§ What to produce
Put everything from the line containing "Point out the overcast sky in this photo." down to the end of the rows into a two-column CSV with the header instruction,coordinates. Give one CSV line per row, with its text and its answer each in a single quoted field and every line break replaced by a space.

§ Given records
******

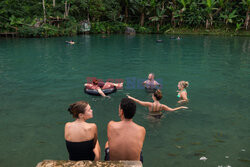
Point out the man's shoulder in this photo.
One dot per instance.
(141, 128)
(112, 123)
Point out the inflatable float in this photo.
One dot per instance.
(96, 93)
(106, 91)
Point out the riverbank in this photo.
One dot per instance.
(118, 28)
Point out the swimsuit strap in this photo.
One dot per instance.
(154, 107)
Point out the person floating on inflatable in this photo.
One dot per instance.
(156, 108)
(182, 93)
(70, 42)
(151, 84)
(101, 88)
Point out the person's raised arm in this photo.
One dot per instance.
(97, 149)
(143, 103)
(101, 92)
(183, 97)
(166, 108)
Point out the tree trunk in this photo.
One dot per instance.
(142, 19)
(247, 20)
(207, 24)
(44, 12)
(158, 26)
(211, 19)
(126, 14)
(173, 20)
(67, 6)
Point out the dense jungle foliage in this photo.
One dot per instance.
(43, 18)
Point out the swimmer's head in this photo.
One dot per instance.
(128, 108)
(80, 109)
(151, 76)
(157, 94)
(183, 84)
(95, 81)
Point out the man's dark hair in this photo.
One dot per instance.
(129, 107)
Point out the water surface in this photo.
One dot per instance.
(41, 77)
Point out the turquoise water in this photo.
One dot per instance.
(41, 77)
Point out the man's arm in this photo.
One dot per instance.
(166, 108)
(101, 92)
(143, 103)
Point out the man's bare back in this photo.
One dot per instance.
(125, 140)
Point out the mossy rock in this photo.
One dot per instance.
(64, 163)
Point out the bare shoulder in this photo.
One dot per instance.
(92, 126)
(140, 128)
(112, 124)
(68, 125)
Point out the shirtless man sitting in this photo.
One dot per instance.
(125, 138)
(151, 83)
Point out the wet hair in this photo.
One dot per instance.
(78, 107)
(129, 108)
(184, 84)
(158, 94)
(95, 81)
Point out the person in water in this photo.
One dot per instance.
(182, 93)
(95, 85)
(156, 107)
(151, 83)
(125, 138)
(80, 136)
(70, 42)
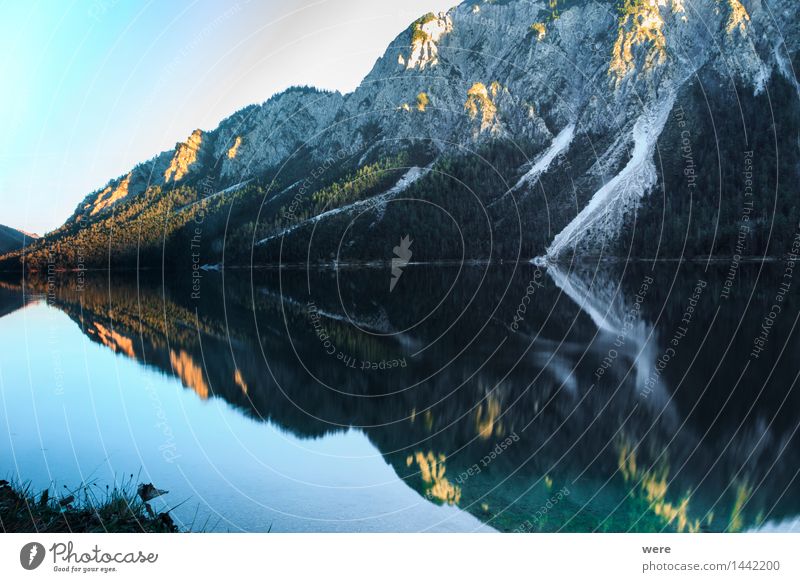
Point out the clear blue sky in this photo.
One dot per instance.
(91, 87)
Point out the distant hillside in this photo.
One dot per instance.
(12, 239)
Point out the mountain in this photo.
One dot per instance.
(12, 239)
(505, 129)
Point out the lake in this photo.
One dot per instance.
(597, 396)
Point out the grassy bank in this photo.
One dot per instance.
(89, 508)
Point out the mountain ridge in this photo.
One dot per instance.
(508, 76)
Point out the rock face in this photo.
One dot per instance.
(12, 239)
(609, 73)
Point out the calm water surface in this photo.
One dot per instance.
(599, 397)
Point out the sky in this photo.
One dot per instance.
(93, 87)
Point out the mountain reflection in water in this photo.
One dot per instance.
(592, 398)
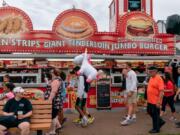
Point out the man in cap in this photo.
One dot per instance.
(80, 106)
(21, 109)
(154, 97)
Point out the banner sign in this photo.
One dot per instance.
(75, 30)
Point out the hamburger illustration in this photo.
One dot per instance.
(74, 27)
(140, 27)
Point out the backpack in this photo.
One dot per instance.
(63, 89)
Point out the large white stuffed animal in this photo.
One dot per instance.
(79, 59)
(88, 70)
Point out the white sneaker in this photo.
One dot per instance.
(126, 122)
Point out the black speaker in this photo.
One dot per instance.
(103, 93)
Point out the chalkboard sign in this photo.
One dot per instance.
(103, 94)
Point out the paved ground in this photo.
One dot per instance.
(108, 123)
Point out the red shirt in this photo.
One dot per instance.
(169, 86)
(155, 86)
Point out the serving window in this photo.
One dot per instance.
(134, 5)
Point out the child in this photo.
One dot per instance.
(7, 94)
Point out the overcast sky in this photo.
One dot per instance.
(44, 12)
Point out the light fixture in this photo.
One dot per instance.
(96, 60)
(72, 59)
(141, 61)
(59, 59)
(16, 59)
(21, 53)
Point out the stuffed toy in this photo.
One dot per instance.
(88, 70)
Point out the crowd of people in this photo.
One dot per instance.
(160, 92)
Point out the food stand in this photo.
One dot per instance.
(27, 54)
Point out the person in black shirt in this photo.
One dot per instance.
(21, 109)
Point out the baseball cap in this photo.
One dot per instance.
(18, 90)
(152, 68)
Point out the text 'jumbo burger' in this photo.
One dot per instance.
(140, 27)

******

§ Result of this task
instruction,coordinates
"Point out the overcast sky in this photo. One dot per instance.","(44, 12)"
"Point out the light fixture in this photo. One dot per instance.","(96, 60) (72, 59) (141, 61) (59, 59) (16, 59) (21, 53)"
"Point out the stuffed toy in this photo. One dot per instance.","(88, 70)"
"Point out the crowd of people in this photo. One dot per instance.","(160, 92)"
"Point out the food stand in this photo. One dot per instance.","(27, 54)"
"Point out the person in black shirt in this photo. One dot per instance.","(21, 109)"
"Point out the baseball cap in this photo. One dot per instance.","(18, 90) (152, 68)"
"Point out the text 'jumbo burger' in this photo. One dot per instance.","(140, 27)"